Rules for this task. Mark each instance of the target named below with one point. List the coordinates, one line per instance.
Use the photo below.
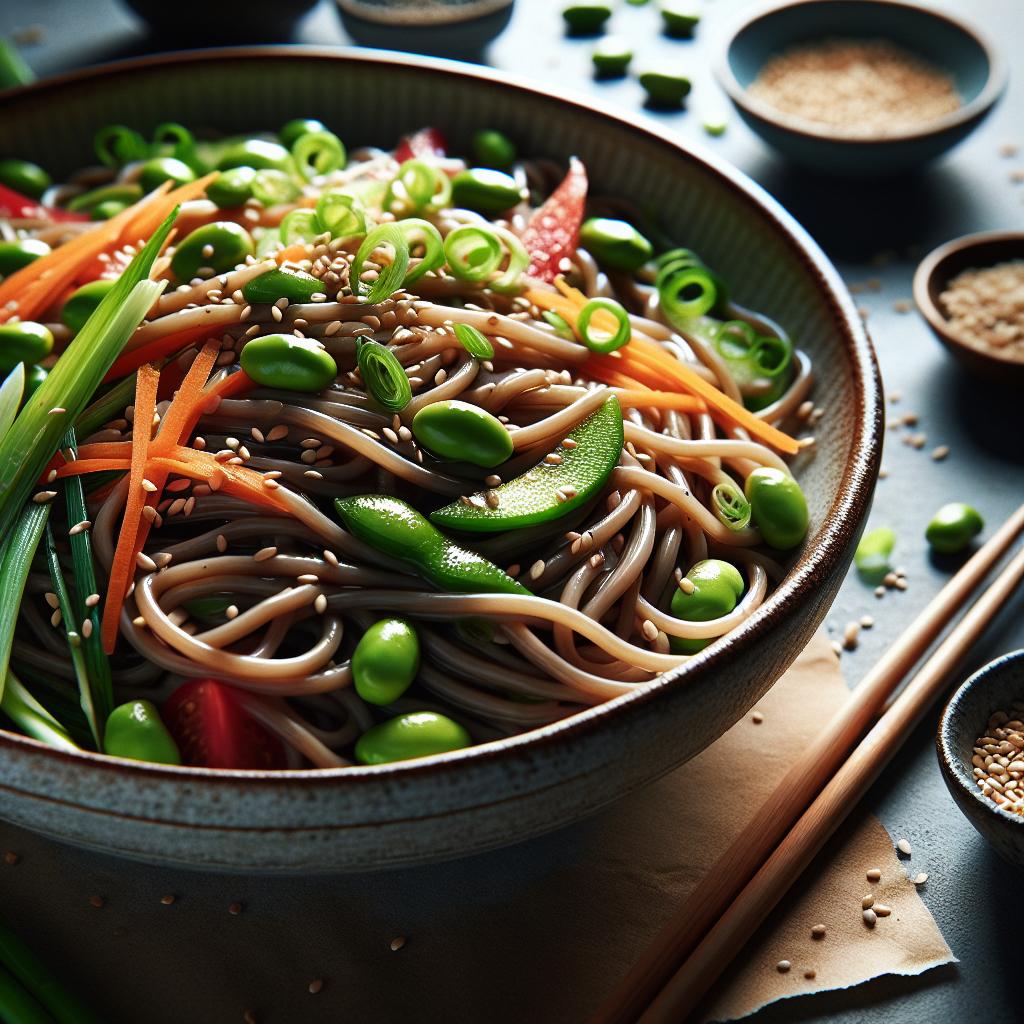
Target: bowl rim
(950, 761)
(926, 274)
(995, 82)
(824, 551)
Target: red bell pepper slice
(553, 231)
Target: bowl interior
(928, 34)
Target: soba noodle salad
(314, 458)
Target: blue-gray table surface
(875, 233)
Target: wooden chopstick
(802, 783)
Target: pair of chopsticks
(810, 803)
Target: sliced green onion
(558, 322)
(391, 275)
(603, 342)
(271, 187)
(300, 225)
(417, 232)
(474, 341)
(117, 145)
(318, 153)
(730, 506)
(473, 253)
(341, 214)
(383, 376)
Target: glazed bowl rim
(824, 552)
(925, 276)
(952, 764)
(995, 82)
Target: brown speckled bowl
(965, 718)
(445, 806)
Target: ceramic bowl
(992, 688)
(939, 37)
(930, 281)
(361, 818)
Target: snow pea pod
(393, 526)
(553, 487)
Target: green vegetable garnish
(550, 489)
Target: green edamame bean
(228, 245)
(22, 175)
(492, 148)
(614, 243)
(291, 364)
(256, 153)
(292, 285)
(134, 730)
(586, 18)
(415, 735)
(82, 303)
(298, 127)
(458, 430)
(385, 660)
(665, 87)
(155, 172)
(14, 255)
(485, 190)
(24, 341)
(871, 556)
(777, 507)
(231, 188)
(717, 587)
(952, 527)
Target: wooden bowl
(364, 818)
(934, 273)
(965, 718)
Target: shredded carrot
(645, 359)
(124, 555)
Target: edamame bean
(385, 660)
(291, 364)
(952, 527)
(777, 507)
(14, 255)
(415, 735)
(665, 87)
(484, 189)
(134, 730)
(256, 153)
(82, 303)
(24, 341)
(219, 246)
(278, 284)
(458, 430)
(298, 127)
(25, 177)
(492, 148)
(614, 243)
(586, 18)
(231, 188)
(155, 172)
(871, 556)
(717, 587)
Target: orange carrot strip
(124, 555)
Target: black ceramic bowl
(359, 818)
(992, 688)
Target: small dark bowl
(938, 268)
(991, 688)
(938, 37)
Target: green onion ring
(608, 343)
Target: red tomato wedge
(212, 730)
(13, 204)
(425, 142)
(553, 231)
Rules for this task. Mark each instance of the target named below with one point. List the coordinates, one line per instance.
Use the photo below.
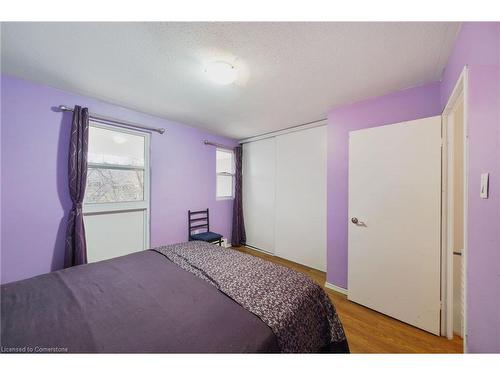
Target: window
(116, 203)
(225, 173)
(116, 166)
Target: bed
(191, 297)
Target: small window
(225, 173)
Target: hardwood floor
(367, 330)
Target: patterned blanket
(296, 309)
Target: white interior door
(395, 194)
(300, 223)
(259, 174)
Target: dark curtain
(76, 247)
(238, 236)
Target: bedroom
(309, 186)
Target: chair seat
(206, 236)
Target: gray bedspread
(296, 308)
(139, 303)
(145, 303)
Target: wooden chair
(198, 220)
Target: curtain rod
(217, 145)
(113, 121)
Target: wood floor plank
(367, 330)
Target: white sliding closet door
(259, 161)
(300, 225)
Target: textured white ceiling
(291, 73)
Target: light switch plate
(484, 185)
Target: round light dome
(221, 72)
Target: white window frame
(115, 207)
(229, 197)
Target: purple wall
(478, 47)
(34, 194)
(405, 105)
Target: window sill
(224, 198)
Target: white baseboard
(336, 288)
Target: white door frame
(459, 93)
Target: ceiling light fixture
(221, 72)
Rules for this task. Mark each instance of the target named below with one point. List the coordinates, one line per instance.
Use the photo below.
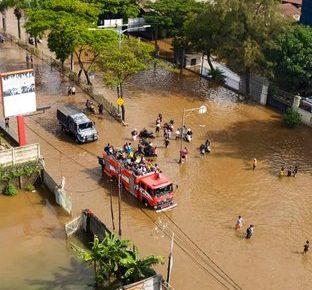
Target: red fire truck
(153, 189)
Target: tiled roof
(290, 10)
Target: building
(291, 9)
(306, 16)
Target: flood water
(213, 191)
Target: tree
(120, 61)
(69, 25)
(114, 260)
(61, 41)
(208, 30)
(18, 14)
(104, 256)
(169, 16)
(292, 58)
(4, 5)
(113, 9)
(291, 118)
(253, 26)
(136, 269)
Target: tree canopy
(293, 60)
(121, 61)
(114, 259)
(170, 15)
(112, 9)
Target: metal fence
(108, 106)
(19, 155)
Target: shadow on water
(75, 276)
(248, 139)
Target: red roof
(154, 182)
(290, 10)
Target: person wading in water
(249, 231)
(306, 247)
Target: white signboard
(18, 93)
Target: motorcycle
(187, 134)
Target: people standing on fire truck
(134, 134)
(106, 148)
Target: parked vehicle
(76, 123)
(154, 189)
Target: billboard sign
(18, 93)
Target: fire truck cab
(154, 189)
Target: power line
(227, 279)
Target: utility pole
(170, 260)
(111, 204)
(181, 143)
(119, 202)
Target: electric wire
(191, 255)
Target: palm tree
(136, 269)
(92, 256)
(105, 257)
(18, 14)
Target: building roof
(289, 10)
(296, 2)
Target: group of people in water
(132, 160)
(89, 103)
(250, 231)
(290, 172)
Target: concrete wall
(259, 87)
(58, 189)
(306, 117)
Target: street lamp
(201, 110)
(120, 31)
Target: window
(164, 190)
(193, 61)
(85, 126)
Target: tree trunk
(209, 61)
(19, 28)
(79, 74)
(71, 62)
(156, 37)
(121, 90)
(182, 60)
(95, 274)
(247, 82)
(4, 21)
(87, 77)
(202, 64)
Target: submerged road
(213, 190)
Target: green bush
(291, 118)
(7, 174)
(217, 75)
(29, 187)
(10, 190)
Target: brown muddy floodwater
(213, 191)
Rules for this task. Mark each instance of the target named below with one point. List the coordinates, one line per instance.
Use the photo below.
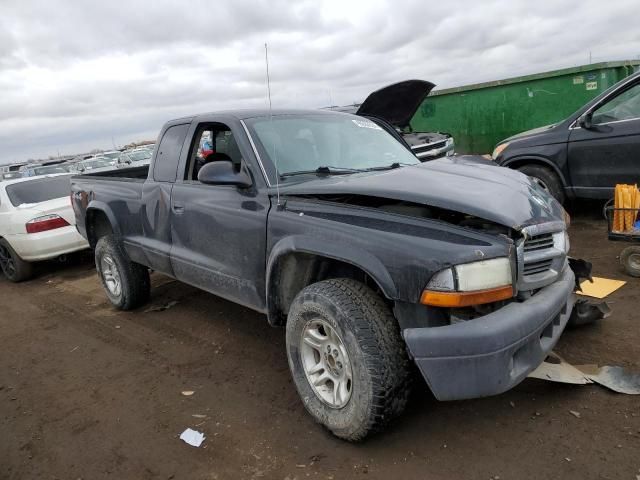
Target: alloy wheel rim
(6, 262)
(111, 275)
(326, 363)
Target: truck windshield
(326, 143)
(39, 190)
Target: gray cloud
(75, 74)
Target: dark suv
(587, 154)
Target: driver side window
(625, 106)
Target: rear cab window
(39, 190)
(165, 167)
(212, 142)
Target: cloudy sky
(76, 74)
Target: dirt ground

_Task goal:_
Print the lines from the one that contains "Target: concrete wall" through the final line of the material above, exactly and only those, with pictures left out.

_Exercise result:_
Target: concrete wall
(259, 87)
(58, 189)
(306, 117)
Target: street lamp
(201, 110)
(120, 31)
Target: window
(164, 190)
(193, 61)
(85, 126)
Target: tree trunk
(209, 61)
(19, 28)
(79, 74)
(71, 62)
(156, 37)
(121, 90)
(182, 60)
(95, 274)
(247, 82)
(4, 21)
(87, 77)
(202, 64)
Target: submerged road
(213, 190)
Target: green bush
(291, 118)
(7, 174)
(217, 75)
(29, 187)
(10, 190)
Target: brown muddy floodwater
(213, 191)
Rules for this task. Mark each instance of the target named below with one point. List the coordinates, one line per instance.
Use the photo below.
Target: alloy wheel rim
(6, 262)
(111, 275)
(326, 363)
Target: truck windshield
(326, 143)
(39, 190)
Target: gray cloud
(75, 74)
Target: dark suv
(587, 154)
Target: driver side window
(625, 106)
Target: rear cab window
(39, 190)
(165, 167)
(212, 142)
Target: cloudy sky
(76, 74)
Target: dirt ground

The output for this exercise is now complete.